WHAT IS EXPECTED:
Could you return every line of the records below that contains the word "instance"?

SUPPLIED MATERIAL:

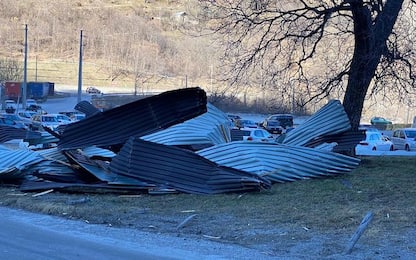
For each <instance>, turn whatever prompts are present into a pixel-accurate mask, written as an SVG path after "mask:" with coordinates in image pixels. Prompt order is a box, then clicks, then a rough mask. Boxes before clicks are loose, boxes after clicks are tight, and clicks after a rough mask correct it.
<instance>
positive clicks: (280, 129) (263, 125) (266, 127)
mask: <svg viewBox="0 0 416 260" xmlns="http://www.w3.org/2000/svg"><path fill="white" fill-rule="evenodd" d="M262 126H263V128H264V129H265V130H266V131H267V132H269V133H271V134H279V135H280V134H281V133H282V132H283V130H284V128H283V127H282V126H281V125H280V122H279V121H276V120H265V121H264V122H263V125H262Z"/></svg>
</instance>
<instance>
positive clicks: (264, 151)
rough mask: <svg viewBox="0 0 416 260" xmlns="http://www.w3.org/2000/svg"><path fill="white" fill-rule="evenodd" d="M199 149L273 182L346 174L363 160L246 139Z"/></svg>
mask: <svg viewBox="0 0 416 260" xmlns="http://www.w3.org/2000/svg"><path fill="white" fill-rule="evenodd" d="M196 153H197V154H199V155H201V156H203V157H205V158H207V159H209V160H211V161H213V162H216V163H218V164H219V165H223V166H227V167H232V168H235V169H239V170H242V171H247V172H251V173H255V174H258V175H261V176H264V177H266V178H268V179H269V180H271V181H273V182H287V181H295V180H299V179H306V178H316V177H328V176H333V175H337V174H343V173H347V172H350V171H351V170H353V169H354V168H356V167H357V166H358V164H359V162H360V160H359V159H358V158H354V157H349V156H346V155H342V154H338V153H333V152H327V151H322V150H318V149H313V148H308V147H302V146H292V145H284V144H277V143H260V142H244V141H236V142H231V143H226V144H221V145H216V146H213V147H210V148H206V149H203V150H200V151H198V152H196Z"/></svg>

RESULT FOR THIS EXERCISE:
For each <instance>, turn whatever prompts are present into a pixel-accurate mask, written as an SVG path after "mask:" with coordinates in image pixels. Prompt order is a box, then clicks, then a rough mask. Boxes before clicks are loose, boxes after clicks are tight, and clicks after a rough mask correct it.
<instance>
</instance>
<instance>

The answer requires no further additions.